START Excerpt to read

Actavis Inc. is asking an Illinois federal judge to end its jury trial and give it a win in a suit alleging its testosterone replacement drugs caused a man’s heart attack, saying the man has failed to make his case and no reasonable jury would find the company responsible.
Actavis said Brad Martin’s claims fail as a matter of law, because the U.S. Food and Drug Administration hasn’t found a significant risk of cardiovascular effects from Androderm, and even his own expert said Martin’s various medical conditions could have caused his heart attack.
Martin says he used Androderm patches between October 2012 and May 2013 and claims the pharmaceutical giant is to blame for a heart attack he suffered in May 2013. Martin is suing Actavis for strict liability for failure to warn, negligence and fraudulent misrepresentation, and he seeks punitive damages and compensatory damages for medical expenses, physical pain, disability and emotional distress. His wife joined him in the complaint.
Actavis pointed to Martin’s admission that on the morning of his heart attack, he took medicine that had a much stronger warning about heart attacks than the warnings on Androderm, and his pattern of ignoring other warnings, such as an incident where he was advised by doctors to go to an emergency room “within the hour” but waited until the next day. They also argued that Martin’s expert conceded that the other cardiac risk factors Martin had — which included hypertension, high cholesterol, pre-diabetes, a history of smoking and a family history of cardiovascular disease — made the likelihood of a heart attack greater and could have been the cause.
Martin’s trial was set to be the first bellwether trial against Actavis in multidistrict litigation over cardiovascular problems allegedly caused by its TRT drug before the company reached a settlement in the multi-defendant MDL in 2018. Martin opted out of that deal.

END Excerpt to read

▸ **What to produce**
Copy everything from "Actavis said Brad" down to "his heart attack." in the passage on the Actavis testosterone suit, substituting "FDA" for "U.S. Food and Drug Administration".

START Data for review

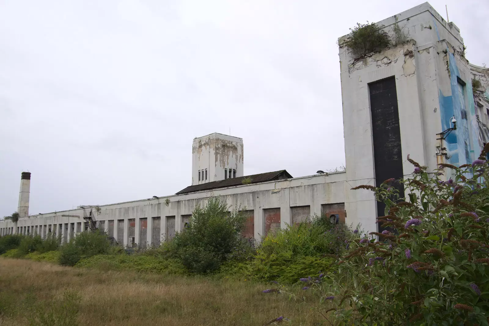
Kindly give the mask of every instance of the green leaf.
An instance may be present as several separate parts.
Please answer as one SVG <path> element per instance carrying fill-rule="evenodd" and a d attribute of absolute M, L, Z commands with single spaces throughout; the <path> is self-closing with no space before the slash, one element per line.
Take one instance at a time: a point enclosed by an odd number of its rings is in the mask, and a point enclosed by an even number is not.
<path fill-rule="evenodd" d="M 458 276 L 458 274 L 457 274 L 457 272 L 455 271 L 455 268 L 450 266 L 450 265 L 446 265 L 444 268 L 447 273 L 450 273 L 450 274 L 453 274 L 454 275 Z"/>
<path fill-rule="evenodd" d="M 455 260 L 455 256 L 453 255 L 453 249 L 448 245 L 445 245 L 442 247 L 443 250 L 443 252 L 445 253 L 445 254 L 447 256 L 452 259 L 452 260 Z"/>
<path fill-rule="evenodd" d="M 426 240 L 435 240 L 435 241 L 438 241 L 440 240 L 440 237 L 437 235 L 430 235 L 429 237 L 426 237 L 425 238 Z"/>

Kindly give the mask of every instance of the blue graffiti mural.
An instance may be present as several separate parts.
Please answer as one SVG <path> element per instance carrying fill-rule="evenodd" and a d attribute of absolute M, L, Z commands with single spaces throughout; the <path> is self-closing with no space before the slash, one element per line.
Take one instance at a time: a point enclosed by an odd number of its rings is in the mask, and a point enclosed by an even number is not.
<path fill-rule="evenodd" d="M 459 166 L 471 163 L 475 158 L 475 153 L 478 155 L 482 148 L 479 143 L 478 125 L 471 82 L 469 81 L 466 82 L 460 78 L 455 57 L 448 49 L 447 55 L 451 95 L 445 96 L 441 90 L 439 90 L 440 114 L 444 130 L 452 126 L 450 122 L 452 117 L 457 120 L 457 130 L 445 140 L 448 163 Z"/>

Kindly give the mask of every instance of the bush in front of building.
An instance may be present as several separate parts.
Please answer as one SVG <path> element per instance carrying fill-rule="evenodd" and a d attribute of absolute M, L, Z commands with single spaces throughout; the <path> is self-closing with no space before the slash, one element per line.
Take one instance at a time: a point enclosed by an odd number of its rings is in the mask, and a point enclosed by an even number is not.
<path fill-rule="evenodd" d="M 332 302 L 335 325 L 488 325 L 488 150 L 472 164 L 442 164 L 430 174 L 408 157 L 411 178 L 354 188 L 386 204 L 377 220 L 392 232 L 354 233 L 337 278 L 308 290 Z M 440 180 L 448 169 L 451 178 Z"/>
<path fill-rule="evenodd" d="M 39 235 L 24 237 L 19 245 L 18 257 L 23 257 L 30 252 L 34 252 L 43 241 L 43 239 Z"/>
<path fill-rule="evenodd" d="M 0 237 L 0 255 L 11 249 L 18 248 L 23 236 L 20 234 L 9 234 Z"/>
<path fill-rule="evenodd" d="M 262 239 L 247 273 L 252 279 L 288 284 L 320 273 L 332 274 L 337 267 L 329 256 L 346 249 L 349 232 L 346 225 L 318 216 L 288 225 Z"/>
<path fill-rule="evenodd" d="M 170 257 L 180 259 L 189 271 L 216 270 L 243 244 L 241 234 L 246 218 L 237 208 L 211 198 L 203 207 L 196 207 L 187 228 L 164 246 Z"/>
<path fill-rule="evenodd" d="M 104 232 L 98 230 L 83 232 L 60 247 L 59 263 L 66 266 L 74 266 L 82 258 L 108 253 L 111 246 Z"/>

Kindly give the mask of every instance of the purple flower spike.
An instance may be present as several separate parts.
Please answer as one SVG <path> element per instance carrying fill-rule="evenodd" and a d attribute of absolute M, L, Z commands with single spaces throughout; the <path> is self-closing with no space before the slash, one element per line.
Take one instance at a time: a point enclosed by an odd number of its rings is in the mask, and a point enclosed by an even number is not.
<path fill-rule="evenodd" d="M 411 225 L 419 225 L 421 224 L 421 220 L 418 219 L 411 219 L 406 222 L 406 225 L 404 226 L 404 228 L 407 229 Z"/>
<path fill-rule="evenodd" d="M 476 160 L 472 163 L 472 167 L 473 167 L 475 165 L 482 165 L 485 163 L 485 161 L 482 161 L 482 160 Z"/>
<path fill-rule="evenodd" d="M 470 283 L 470 287 L 477 294 L 477 295 L 480 296 L 481 295 L 481 290 L 479 289 L 479 286 L 475 283 Z"/>

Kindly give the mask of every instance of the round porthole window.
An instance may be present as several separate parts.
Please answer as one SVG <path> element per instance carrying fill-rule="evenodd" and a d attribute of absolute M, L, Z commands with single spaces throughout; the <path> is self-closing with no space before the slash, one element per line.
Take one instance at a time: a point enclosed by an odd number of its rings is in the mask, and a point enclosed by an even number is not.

END Data for review

▸ **Task result**
Actavis said Brad Martin’s claims fail as a matter of law, because the FDA hasn’t found a significant risk of cardiovascular effects from Androderm, and even his own expert said Martin’s various medical conditions could have caused his heart attack.